▶ MATERIAL SHOWN:

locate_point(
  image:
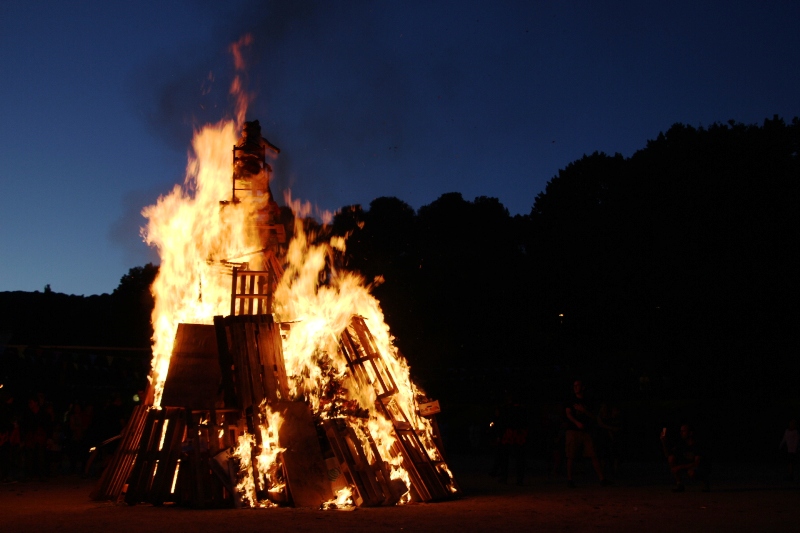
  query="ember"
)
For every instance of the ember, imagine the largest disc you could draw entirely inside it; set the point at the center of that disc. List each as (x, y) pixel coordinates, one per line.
(274, 378)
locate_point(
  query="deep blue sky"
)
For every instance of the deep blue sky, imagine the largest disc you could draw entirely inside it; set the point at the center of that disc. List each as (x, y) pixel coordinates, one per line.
(412, 99)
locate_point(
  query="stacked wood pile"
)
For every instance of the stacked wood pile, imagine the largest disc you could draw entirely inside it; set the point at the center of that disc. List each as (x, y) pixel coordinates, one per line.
(220, 378)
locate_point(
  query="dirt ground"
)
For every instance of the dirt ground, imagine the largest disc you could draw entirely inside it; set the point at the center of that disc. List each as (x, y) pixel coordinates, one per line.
(743, 498)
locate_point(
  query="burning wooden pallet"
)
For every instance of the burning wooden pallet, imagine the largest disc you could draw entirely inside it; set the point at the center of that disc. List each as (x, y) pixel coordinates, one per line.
(184, 454)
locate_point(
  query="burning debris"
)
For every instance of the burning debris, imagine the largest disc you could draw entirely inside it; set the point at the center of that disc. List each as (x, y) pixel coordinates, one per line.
(274, 377)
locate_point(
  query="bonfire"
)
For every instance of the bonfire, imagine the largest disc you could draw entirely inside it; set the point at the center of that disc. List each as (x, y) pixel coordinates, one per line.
(275, 379)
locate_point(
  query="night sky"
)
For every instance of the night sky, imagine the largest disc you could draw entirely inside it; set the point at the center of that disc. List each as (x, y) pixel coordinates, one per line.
(98, 101)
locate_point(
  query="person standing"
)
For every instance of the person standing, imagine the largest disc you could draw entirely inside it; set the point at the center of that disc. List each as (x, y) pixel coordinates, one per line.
(579, 439)
(790, 437)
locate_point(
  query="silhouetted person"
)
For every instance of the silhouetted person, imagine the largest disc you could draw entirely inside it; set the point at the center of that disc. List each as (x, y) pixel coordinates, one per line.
(790, 437)
(579, 439)
(688, 455)
(34, 432)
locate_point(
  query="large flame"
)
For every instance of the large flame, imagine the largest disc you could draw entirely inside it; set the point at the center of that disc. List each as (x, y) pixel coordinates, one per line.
(197, 238)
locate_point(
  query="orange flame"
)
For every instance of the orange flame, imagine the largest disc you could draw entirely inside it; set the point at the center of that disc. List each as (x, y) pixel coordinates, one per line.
(197, 238)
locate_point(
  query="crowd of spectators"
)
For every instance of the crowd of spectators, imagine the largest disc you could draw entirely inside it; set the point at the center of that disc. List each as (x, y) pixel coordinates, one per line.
(57, 404)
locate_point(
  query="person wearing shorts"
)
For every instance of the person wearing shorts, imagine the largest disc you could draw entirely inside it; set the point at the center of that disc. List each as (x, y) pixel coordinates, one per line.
(579, 441)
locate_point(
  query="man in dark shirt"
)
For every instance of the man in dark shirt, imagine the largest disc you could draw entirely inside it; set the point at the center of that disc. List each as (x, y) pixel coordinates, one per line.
(579, 433)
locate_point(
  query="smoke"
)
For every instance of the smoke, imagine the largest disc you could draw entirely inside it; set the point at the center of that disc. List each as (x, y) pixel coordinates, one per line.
(125, 231)
(357, 92)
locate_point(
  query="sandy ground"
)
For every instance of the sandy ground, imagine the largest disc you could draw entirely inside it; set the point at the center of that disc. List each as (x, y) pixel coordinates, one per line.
(743, 498)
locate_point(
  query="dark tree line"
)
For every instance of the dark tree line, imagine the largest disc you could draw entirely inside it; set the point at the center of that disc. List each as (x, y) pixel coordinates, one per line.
(679, 263)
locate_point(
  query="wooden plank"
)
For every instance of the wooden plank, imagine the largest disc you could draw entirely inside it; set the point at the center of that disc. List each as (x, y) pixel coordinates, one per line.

▶ OBJECTIVE: Gather every line of the data above that contains the word "smoke", and copy each one in full.

▶ SOLVED PROBLEM:
  query="smoke"
For every instance of the smoke, imagine the largest disc you could draw entirely inside it; set the point at the center of that disc. List each as (x, y) pixel coordinates, one per line.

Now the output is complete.